***** Dataset entries *****
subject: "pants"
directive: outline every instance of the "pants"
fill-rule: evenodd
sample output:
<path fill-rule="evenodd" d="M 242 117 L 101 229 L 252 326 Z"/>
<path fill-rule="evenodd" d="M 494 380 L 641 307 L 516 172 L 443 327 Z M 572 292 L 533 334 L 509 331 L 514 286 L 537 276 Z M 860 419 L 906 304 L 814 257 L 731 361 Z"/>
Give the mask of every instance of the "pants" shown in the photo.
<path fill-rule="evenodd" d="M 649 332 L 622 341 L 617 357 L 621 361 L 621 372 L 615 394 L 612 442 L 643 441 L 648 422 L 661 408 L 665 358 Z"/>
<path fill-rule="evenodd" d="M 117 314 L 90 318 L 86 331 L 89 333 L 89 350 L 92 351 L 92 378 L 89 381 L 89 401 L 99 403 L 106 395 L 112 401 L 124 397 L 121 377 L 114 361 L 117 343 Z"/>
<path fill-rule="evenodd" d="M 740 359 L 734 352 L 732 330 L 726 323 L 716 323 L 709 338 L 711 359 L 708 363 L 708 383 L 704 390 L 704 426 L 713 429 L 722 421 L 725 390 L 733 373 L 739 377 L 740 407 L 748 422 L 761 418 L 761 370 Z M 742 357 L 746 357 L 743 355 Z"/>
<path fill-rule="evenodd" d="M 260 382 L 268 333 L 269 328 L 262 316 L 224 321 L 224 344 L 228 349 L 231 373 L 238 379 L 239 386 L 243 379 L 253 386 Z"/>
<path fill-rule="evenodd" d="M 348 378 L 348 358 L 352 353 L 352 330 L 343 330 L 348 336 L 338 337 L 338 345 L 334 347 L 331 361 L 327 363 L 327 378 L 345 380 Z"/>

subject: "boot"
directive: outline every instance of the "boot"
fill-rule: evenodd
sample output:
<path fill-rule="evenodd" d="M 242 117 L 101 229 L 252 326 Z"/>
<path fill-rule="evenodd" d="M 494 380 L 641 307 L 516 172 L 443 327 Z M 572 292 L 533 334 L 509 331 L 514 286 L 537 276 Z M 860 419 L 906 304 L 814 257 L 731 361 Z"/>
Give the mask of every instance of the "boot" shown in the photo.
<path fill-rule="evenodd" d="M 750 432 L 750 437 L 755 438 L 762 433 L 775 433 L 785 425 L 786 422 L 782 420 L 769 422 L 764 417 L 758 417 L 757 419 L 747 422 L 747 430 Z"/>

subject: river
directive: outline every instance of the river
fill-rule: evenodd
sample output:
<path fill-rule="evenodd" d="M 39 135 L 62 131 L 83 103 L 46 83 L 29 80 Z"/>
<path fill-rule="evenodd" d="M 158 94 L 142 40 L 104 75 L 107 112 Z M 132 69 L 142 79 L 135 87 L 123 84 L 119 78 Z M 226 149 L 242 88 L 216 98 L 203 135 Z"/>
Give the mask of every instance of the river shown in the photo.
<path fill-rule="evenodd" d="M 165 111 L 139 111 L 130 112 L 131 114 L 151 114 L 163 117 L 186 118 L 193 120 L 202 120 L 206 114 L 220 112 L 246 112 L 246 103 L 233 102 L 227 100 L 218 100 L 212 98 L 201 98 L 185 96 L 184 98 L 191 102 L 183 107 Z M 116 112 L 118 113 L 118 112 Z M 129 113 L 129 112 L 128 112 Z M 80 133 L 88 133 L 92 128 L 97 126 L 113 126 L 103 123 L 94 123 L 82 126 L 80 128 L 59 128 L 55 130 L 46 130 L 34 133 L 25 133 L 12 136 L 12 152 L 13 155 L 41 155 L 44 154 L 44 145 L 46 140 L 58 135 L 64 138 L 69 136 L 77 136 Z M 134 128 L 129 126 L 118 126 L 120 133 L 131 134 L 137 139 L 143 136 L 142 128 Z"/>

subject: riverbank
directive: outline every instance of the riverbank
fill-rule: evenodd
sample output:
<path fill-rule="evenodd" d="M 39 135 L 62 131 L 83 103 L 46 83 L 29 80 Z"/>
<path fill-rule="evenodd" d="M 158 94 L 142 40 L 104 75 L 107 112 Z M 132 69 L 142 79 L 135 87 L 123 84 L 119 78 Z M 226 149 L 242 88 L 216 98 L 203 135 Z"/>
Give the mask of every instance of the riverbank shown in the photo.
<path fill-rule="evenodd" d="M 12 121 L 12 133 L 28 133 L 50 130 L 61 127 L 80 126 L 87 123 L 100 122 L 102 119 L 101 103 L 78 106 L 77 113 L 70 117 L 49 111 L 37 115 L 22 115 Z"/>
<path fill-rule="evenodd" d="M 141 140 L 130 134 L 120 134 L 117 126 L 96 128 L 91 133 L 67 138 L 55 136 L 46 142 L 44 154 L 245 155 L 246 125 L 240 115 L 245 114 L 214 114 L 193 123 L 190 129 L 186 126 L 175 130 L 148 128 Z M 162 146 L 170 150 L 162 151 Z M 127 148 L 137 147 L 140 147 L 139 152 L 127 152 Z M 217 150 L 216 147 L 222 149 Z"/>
*****
## Problem description
Repeat each record word for word.

## Expected answer
subject: "pants"
directive: outline every instance of the "pants"
fill-rule: evenodd
sample output:
<path fill-rule="evenodd" d="M 242 117 L 101 229 L 252 326 Z"/>
<path fill-rule="evenodd" d="M 494 380 L 641 307 L 516 172 L 443 327 Z M 572 292 L 533 334 L 509 331 L 514 286 L 537 276 Z M 860 419 L 906 304 L 814 257 L 731 361 Z"/>
Give the mask of every instance of the "pants" shown in the photo.
<path fill-rule="evenodd" d="M 649 332 L 622 341 L 617 357 L 621 361 L 621 372 L 615 394 L 612 442 L 643 441 L 648 422 L 661 408 L 665 358 Z"/>
<path fill-rule="evenodd" d="M 117 314 L 90 318 L 86 331 L 89 333 L 89 350 L 92 351 L 92 378 L 89 381 L 89 401 L 99 403 L 106 395 L 112 401 L 124 397 L 121 377 L 114 361 L 117 343 Z"/>
<path fill-rule="evenodd" d="M 740 359 L 734 352 L 732 330 L 726 323 L 716 323 L 709 338 L 711 359 L 708 363 L 708 383 L 704 390 L 704 426 L 713 429 L 722 421 L 725 390 L 733 373 L 739 377 L 740 407 L 748 422 L 761 418 L 761 370 Z M 742 357 L 746 357 L 743 355 Z"/>
<path fill-rule="evenodd" d="M 260 382 L 268 333 L 269 328 L 262 316 L 224 321 L 224 344 L 228 349 L 231 373 L 238 379 L 239 386 L 243 379 L 253 386 Z"/>
<path fill-rule="evenodd" d="M 348 378 L 348 358 L 352 353 L 352 330 L 343 330 L 348 336 L 338 337 L 338 345 L 334 347 L 331 361 L 327 363 L 327 378 L 345 380 Z"/>

subject: "boot"
directive: outline every instance of the "boot"
fill-rule: evenodd
sample output:
<path fill-rule="evenodd" d="M 242 117 L 101 229 L 252 326 Z"/>
<path fill-rule="evenodd" d="M 494 380 L 641 307 L 516 172 L 443 327 Z M 572 292 L 533 334 L 509 331 L 514 286 L 537 276 Z M 860 419 L 906 304 L 814 257 L 731 361 Z"/>
Give the mask of every instance of the "boot" shown in the photo.
<path fill-rule="evenodd" d="M 750 432 L 750 437 L 755 438 L 762 433 L 775 433 L 785 425 L 786 422 L 782 420 L 769 422 L 764 417 L 758 417 L 757 419 L 747 422 L 747 430 Z"/>

subject: river
directive: outline every instance of the river
fill-rule: evenodd
sample output:
<path fill-rule="evenodd" d="M 39 135 L 62 131 L 83 103 L 46 83 L 29 80 Z"/>
<path fill-rule="evenodd" d="M 158 94 L 142 40 L 104 75 L 107 112 Z M 132 69 L 142 79 L 135 87 L 123 84 L 119 78 Z M 226 149 L 242 88 L 216 98 L 203 135 Z"/>
Give the mask of every instance of the river shown in the photo.
<path fill-rule="evenodd" d="M 165 111 L 139 111 L 130 112 L 131 114 L 151 114 L 163 117 L 186 118 L 193 120 L 202 120 L 206 114 L 220 112 L 246 112 L 246 103 L 233 102 L 227 100 L 218 100 L 212 98 L 201 98 L 185 96 L 184 98 L 191 102 L 183 107 Z M 116 112 L 118 113 L 118 112 Z M 129 113 L 129 112 L 128 112 Z M 80 133 L 88 133 L 92 128 L 97 126 L 113 126 L 103 123 L 94 123 L 82 126 L 80 128 L 59 128 L 55 130 L 46 130 L 34 133 L 25 133 L 12 136 L 12 152 L 13 155 L 41 155 L 44 154 L 44 145 L 46 140 L 58 135 L 64 138 L 69 136 L 77 136 Z M 134 128 L 129 126 L 118 126 L 120 133 L 131 134 L 137 139 L 143 136 L 142 128 Z"/>

subject: riverbank
directive: outline every instance of the riverbank
fill-rule: evenodd
sample output:
<path fill-rule="evenodd" d="M 39 135 L 62 131 L 83 103 L 46 83 L 29 80 Z"/>
<path fill-rule="evenodd" d="M 158 94 L 142 40 L 104 75 L 107 112 Z M 132 69 L 142 79 L 135 87 L 123 84 L 119 78 Z M 226 149 L 242 88 L 216 98 L 203 135 Z"/>
Give the mask of every instance of the riverbank shown in the photo.
<path fill-rule="evenodd" d="M 12 121 L 12 133 L 28 133 L 50 130 L 61 127 L 80 126 L 87 123 L 100 122 L 102 119 L 101 103 L 78 106 L 77 113 L 70 117 L 49 111 L 37 115 L 22 115 Z"/>
<path fill-rule="evenodd" d="M 141 140 L 130 134 L 120 134 L 117 126 L 96 128 L 91 133 L 67 138 L 55 136 L 46 142 L 44 154 L 245 155 L 246 125 L 240 115 L 245 114 L 214 114 L 193 123 L 190 129 L 186 126 L 175 130 L 148 128 Z M 162 146 L 170 150 L 162 151 Z M 127 148 L 137 147 L 140 147 L 139 152 L 127 152 Z M 217 150 L 216 147 L 222 149 Z"/>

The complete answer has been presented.